Do these statements agree with the research profile below? (a) The PhD began in January 2021. (b) The writer certified as a midwife. (c) The microphenomenological interviews were finalized in 2023. Answer yes or no for each, quoting the words of the profile that decide it.

● **Source excerpt**:
(begin)
I started my PhD with the transtechnology research group in January 2021 after a journey of 19 years working on the implementation of the UN sustainable development conventions and taking part in the response to humanitarian crises around the world. During that time, I nurtured my desire to accompany births and finally certified as a doula a few years ago. I believe that these seemingly different callings have a commonality that lies in our cultural relationship to what Bergson calls l’élan vital, the life force. I continue working on gender and environment projects globally, lecture in universities in Germany, work in a Black feminist charity in Devon and co-founded a local project called Mother Roots with Transition Town Totnes.
Inspired by ecofeminism, post-humanism, midwifery and sustainability science, my journey led me to explore the moment of birth, that liminal state of transformation. Using post-ANT (Actor Network Theory) and the method of Microphenomenology, I investigate what is happening in the birthing room between the material and the intangible, culture and technology, what matters and what is forgotten. I ask: what is our cultural relationship to life’s regenerative processes? what does birth tell us about our relationship to earth’s supporting systems? This led me to author A scenography of inscriptions and intangibles in the birthing room as part of the transtechnology research reader 2022/2023, Tending the margins: learnings from the birthing body as a membrane in the reader 2023/2024. I am hoping to finalise the microphenomenological interviews in 2025 and discover what happens to the consciousness of birthing women when a new life emerges.
(end)
● **Data lines**:
(begin)
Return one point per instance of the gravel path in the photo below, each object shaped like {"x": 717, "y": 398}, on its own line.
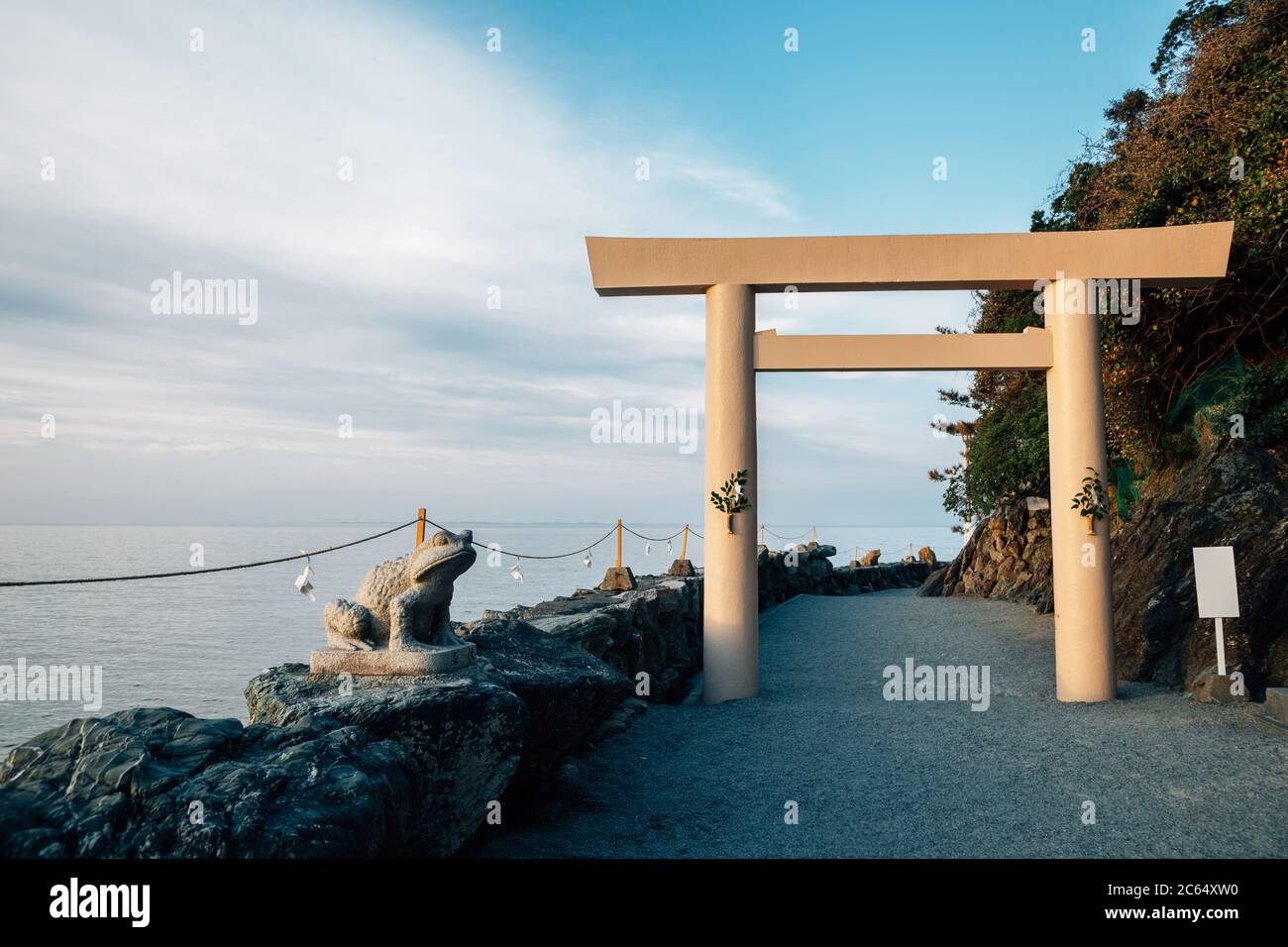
(end)
● **Solution to this exercise**:
(a) Yes: "I started my PhD with the transtechnology research group in January 2021"
(b) No: "finally certified as a doula a few years ago"
(c) No: "I am hoping to finalise the microphenomenological interviews in 2025"